- [SUPPLIED ENTRIES]:

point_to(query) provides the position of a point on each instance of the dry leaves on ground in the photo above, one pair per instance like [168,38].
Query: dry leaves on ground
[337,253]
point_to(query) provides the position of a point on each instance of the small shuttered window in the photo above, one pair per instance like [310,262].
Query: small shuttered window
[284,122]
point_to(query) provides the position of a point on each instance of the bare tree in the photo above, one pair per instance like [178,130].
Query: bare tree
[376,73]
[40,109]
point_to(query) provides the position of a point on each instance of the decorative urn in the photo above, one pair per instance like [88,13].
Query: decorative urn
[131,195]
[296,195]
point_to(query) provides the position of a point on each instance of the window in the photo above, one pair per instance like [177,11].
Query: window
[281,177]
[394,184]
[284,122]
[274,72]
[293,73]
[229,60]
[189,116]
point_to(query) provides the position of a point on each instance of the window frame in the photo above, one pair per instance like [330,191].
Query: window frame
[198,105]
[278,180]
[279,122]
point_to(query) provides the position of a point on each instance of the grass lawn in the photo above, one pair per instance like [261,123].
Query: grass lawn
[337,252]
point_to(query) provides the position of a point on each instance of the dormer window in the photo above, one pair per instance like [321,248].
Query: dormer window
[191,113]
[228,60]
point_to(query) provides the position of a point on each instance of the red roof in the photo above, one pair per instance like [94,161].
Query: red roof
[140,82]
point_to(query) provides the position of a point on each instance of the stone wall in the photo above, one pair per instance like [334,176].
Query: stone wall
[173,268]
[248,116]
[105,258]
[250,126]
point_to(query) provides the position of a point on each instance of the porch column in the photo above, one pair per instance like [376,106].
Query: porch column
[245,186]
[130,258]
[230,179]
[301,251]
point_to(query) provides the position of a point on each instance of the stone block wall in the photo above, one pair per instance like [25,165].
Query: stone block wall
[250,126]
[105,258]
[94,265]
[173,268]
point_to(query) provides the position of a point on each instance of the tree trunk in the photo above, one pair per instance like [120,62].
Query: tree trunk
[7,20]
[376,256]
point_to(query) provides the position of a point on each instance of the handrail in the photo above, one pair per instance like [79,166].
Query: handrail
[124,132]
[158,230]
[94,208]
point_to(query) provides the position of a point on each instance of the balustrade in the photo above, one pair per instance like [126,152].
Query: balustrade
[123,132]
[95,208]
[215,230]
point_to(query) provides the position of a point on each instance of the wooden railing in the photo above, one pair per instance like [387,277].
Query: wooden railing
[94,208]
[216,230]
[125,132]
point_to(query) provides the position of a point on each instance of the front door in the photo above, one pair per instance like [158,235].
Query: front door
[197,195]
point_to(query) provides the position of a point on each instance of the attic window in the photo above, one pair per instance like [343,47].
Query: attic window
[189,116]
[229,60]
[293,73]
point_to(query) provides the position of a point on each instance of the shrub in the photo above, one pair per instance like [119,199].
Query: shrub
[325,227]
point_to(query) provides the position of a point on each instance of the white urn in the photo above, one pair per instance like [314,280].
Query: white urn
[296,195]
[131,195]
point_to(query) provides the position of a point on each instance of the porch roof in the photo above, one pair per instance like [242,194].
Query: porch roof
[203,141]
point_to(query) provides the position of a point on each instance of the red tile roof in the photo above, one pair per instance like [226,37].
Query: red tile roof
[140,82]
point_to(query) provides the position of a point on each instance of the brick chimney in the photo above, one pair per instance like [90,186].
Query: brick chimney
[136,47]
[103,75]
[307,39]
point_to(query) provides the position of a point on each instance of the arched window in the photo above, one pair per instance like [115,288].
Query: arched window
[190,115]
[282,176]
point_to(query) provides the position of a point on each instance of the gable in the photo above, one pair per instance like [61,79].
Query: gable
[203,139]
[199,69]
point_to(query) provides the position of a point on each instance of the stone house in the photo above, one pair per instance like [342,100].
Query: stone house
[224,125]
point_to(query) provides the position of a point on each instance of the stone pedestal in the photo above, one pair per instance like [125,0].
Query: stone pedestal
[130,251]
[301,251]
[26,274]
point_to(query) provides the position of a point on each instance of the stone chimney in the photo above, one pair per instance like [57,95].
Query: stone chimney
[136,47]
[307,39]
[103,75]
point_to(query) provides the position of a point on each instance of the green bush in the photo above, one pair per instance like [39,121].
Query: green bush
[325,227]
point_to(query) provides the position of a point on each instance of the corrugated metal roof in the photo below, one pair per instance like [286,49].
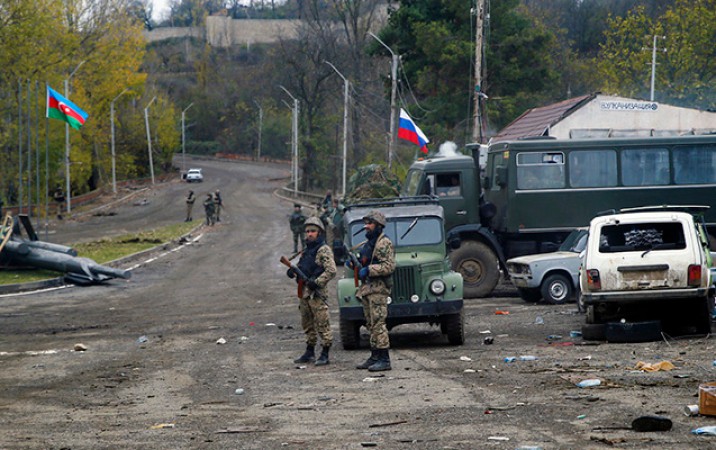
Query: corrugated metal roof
[536,121]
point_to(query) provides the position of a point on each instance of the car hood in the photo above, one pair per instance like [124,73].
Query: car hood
[543,257]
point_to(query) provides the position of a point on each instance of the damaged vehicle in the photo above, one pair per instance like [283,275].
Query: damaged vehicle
[646,270]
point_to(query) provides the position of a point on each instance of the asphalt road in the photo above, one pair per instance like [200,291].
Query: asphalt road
[154,376]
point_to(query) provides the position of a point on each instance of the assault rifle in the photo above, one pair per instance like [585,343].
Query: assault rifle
[302,278]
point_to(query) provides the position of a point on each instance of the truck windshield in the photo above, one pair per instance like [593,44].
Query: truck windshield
[425,231]
[410,187]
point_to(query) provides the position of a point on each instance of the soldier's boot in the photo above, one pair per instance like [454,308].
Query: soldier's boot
[383,362]
[323,359]
[370,361]
[308,356]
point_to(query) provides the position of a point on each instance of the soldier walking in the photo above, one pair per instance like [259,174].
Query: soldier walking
[377,258]
[190,198]
[209,209]
[218,203]
[318,266]
[296,221]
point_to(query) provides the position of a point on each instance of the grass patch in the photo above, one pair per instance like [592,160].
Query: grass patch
[105,250]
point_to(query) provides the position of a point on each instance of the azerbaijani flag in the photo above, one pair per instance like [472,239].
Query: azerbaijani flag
[62,109]
[410,132]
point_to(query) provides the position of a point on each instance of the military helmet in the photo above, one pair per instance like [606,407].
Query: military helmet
[316,222]
[375,216]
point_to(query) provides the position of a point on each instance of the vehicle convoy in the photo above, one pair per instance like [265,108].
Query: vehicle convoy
[536,191]
[553,276]
[424,288]
[648,263]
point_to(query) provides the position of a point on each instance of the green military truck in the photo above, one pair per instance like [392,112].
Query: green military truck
[425,289]
[534,192]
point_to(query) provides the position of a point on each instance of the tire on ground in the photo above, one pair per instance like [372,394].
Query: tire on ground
[350,334]
[454,326]
[557,289]
[479,268]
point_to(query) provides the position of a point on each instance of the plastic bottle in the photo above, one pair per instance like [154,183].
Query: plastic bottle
[589,383]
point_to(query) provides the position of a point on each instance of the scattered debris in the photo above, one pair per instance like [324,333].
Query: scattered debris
[649,367]
[651,423]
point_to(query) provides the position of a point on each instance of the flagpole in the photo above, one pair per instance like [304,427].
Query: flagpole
[68,191]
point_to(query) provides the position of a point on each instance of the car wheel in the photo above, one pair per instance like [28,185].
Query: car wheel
[531,295]
[454,326]
[479,268]
[594,331]
[350,334]
[556,289]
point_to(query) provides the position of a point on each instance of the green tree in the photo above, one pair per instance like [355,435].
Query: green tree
[686,71]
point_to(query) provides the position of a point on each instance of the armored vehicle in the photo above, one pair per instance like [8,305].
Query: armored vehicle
[425,289]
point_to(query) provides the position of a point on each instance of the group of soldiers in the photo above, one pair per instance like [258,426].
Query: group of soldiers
[316,268]
[213,204]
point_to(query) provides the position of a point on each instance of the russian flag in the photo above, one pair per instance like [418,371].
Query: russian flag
[410,132]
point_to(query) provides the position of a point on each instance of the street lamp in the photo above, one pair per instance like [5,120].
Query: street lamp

- [WHAT THE TASK ASKS]:
Once you have found every line above holding the word "street", copy those lines.

- [COMPLETED TASK]:
point_to(query) provides the position of a point on each instance of the street lamp in the photo above, one pair per instance like [5,120].
Query: street lamp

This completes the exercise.